----- Document extract

Building high-performing team: Innovation and high performing teams may not necessarily come from creative conflict, it can even come from motivation and willingness to innovate. The teams, regardless of the meeting, including retrospectives, seem more concerned about collaborating and "working together" (translated as don't make trouble for anyone) than expressing conflict. But what is really worse is that in what have been observed, there does not seem to be any conflict. They just don't take any risks, don't come up with new ideas, and don’t reach; they continue to do the same old in the same old way. The bottom line is that you are getting a routine set of features delivered in a routine way. However, the better way is to continue to improve and optimize solutions to delight customers.  

Diversity itself is not a goal; it is the means to execute strategy more effectively.  It is rather a means to get all specialists working together towards a common goal; to limit the communication issues etc. But if you have an issue in complacency, lack of creativity, lack of eagerness, or anything else, then it is easier to come up with solutions. Maybe it could also be worth looking into what you are afraid of that might happen. What is the outcome you do not want to happen? The central question remains: do you have a problem? And if so, what is that problem? This may lead you to some clues of what is really going on. Ideally, you could use some retrospectives for this. The retrospective *should* be the point where the team takes a step back and a look from a different perspective; it's there to try and find *different types* of the issue by thinking in different ways. Indeed, this discussion is all about one such issue, because one person took a step back and in doing so perceived a potential problem. It's not only okay, but *good* to ring the changes within the retrospective; and in keeping the "shake-up" there and more-or-less ring-fenced, you have much lower risk of upsetting the good parts of the status-quo. Ask the following questions: 
(1) Are more senior staff mentoring junior staff, growing junior team members skills and building leadership skills in senior staff?

----------

**Exercises:**
A. Answer these questions from the passage on building high-performing teams:
(i) What do the teams seem more concerned about than expressing conflict?
(ii) If diversity is not a goal, what does the passage say it is?
(iii) What is the retrospective there to try and find?
B. Continue the passage on building high-performing teams from the point where it stops.

----- Entries supplied

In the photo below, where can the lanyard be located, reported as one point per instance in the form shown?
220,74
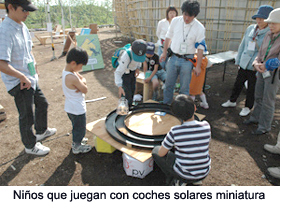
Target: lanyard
187,33
271,42
256,33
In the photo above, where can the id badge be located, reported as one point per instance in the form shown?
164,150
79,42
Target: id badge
31,68
266,74
251,46
183,48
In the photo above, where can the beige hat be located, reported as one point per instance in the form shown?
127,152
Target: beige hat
274,16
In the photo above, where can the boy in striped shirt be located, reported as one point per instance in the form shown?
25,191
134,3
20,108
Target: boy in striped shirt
190,161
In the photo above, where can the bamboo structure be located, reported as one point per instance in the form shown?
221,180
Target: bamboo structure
225,20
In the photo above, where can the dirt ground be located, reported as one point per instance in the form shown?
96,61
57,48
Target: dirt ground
238,157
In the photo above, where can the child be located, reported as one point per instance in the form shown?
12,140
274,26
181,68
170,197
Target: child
190,162
128,70
74,88
152,69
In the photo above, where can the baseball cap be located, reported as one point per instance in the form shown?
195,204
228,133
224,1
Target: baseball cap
150,48
263,12
25,4
138,50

----------

**Results of the tasks:**
A.
(i) Collaborating and "working together," translated as not making trouble for anyone.
(ii) It is the means to execute strategy more effectively.
(iii) Different types of the issue, by thinking in different ways.

B.
(2) Do you have cross team member collaboration, especially with senior team members where they can learn from each other? 
(3) Do you challenge and/or reward team members to excel or go beyond their daily role? 
(4) Do you have career paths clearly defined and all team members know what they need to get to the next level? 
(5) Are you following all software development best practices? If not, are you challenging teams to adopt them? 
(6) Is the team allowed to inject their own improvement ideas into the process, retrospectives? 
(7) Are the teams allowed to try improving ideas and fail? 

Diagnose the root causes for the lack of skill diversity: If you want to encourage skill diversity, streamline process to encourage collaboration, also provide an opportunity for members of the team to expand their expertise, perhaps in a different area. Be willing to provide the necessary training for them to expand in a new direction. And reward staffs who take advantage of the opportunity. Diagnose the issues upon business process, governance, talent management, or more issues such as:

     (1)   There is no technological or business need for much interaction with other teams. 
(    (2)   There is no formal process cross team collaboration.
(    (3)   Team members are not rewarded or challenged individually since this is deemed un-agile.    
(    (4)   No career paths. The companies lack talent management plan about what to do with the team members from an agile team when the project is over. 
(    (5)   Agile principles are not being followed in the right way: The process has varied from vanilla Scrum due to various improvements they made over the years through retrospectives and adjustments to their styles, but they might not follow good engineering and software development practices effectively

The general sense in the agile community is that diversity is good and creativity and innovation come out of the conflict. Improving is usually good. On the other hand, change for the sake of change is not good. There should be a reason for shaking things up. Certainly the fact that a group is harmonious and well performing is not a good reason for forcing them to change. One needs to understand the problem and the expected results before making the change.